__Selected extract__
Ray Data

2 minute read

This is not quite the ML topic, but more about using Ray Data library to run batch progressing. Yes, the core function of Ray Data is batch progress, and here are some learnings

1. Data ingestion

It can read in multiple data formats by ray.data.read_format(). Here I want to demo from a basic dictionary as input

all_docs = []
for i in range(100):
    all_docs.append({"id": i,"doc": "this is a dummy doc with id "+str(i)})
    
ds = ray.data.from_items(all_docs)

You can view the data by show() or take_batch() function.

ds.show(2)
#{'id': 0, 'doc': 'this is a dummy doc with id 0'}
#{'id': 1, 'doc': 'this is a dummy doc with id 1'}
ds.take_batch(2)
#{
#  'id': array([0, 1]),
#   'doc': array(['this is a dummy doc with id 0', 'this is a dummy doc with id 1'],       dtype=object)}

The take_batch output is actually the input into map functions.

__Stored data__
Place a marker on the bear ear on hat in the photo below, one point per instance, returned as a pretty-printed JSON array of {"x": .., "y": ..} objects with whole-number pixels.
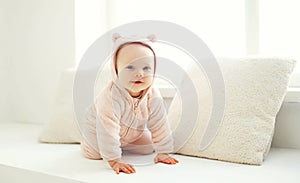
[
  {"x": 152, "y": 38},
  {"x": 116, "y": 36}
]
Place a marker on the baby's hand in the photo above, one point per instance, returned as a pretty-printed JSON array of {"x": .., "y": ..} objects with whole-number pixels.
[
  {"x": 165, "y": 158},
  {"x": 120, "y": 166}
]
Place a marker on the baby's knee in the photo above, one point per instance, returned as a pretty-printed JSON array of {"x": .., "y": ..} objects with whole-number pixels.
[
  {"x": 144, "y": 150},
  {"x": 89, "y": 152}
]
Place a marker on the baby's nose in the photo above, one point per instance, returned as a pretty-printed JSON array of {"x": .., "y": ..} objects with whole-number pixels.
[{"x": 138, "y": 74}]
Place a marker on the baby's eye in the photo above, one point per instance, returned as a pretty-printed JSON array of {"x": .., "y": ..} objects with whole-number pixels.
[
  {"x": 147, "y": 68},
  {"x": 129, "y": 67}
]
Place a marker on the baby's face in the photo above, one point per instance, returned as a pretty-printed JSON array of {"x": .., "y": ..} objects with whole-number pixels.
[{"x": 135, "y": 65}]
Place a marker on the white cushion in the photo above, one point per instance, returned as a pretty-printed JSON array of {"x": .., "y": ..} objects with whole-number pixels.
[{"x": 254, "y": 91}]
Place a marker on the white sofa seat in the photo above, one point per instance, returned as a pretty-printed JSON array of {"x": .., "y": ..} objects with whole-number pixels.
[{"x": 24, "y": 159}]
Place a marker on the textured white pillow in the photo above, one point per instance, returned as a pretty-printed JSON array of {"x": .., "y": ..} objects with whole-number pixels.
[
  {"x": 254, "y": 91},
  {"x": 63, "y": 127}
]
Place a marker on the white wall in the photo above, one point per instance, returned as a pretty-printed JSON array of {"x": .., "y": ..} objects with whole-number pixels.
[
  {"x": 42, "y": 45},
  {"x": 5, "y": 66}
]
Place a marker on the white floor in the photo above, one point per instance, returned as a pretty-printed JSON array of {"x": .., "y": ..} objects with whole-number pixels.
[{"x": 23, "y": 159}]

__Exercise description__
Write the next part of the notes on batch processing with Ray Data, starting after their final sentence.

__Answer for this exercise__
2. map, flat_map and map_batch

Let’s define an embedding function first

import openai
def generate_embedding(doc_batch):
    # Call embedding endpoint
    client = openai.OpenAI(
        base_url = "https://api.endpoints.anyscale.com/v1",
        api_key = "ANYSCALE_API_TOKEN"
    )
     # Note: not all arguments are currently supported and will be ignored by the backend.
    resp = client.embeddings.create(
        model="thenlper/gte-large",
        input=list(doc_batch['doc']),
    )
    #return doc_batch
    doc_batch["embeddings"] = [resp.data[i].embedding for i,_ in enumerate(doc_batch["doc"])]    
    return doc_batch

When you call map_batch, the doc_batch input to the embedding function, is same as the output of ds.take_batch(5), because we set batch_size to 5.

ds_out = ds.map_batches(generate_embedding, batch_size=5)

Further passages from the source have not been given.